Task to complete - The records underneath are to be printed in full and exactly, with no pictures carried over.

Task data -
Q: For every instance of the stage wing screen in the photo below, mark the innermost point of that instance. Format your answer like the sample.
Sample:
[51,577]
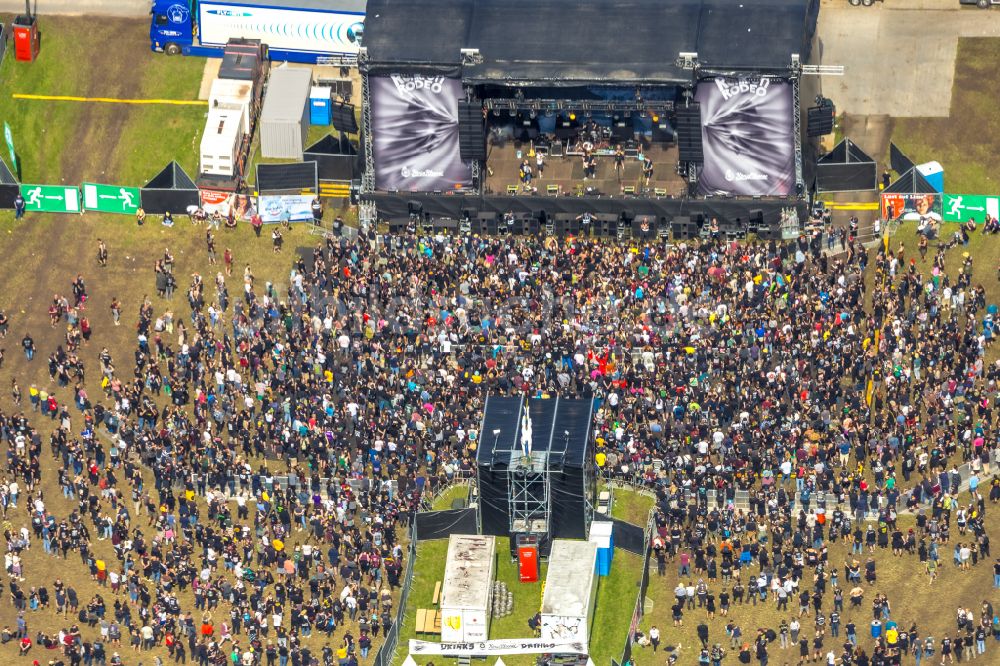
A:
[747,137]
[415,130]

Response box -
Q: For every instance of the stage wing screen in the photo below, mark the innermost point of that instance. Format your answer like the sample.
Sample:
[51,577]
A:
[747,137]
[415,130]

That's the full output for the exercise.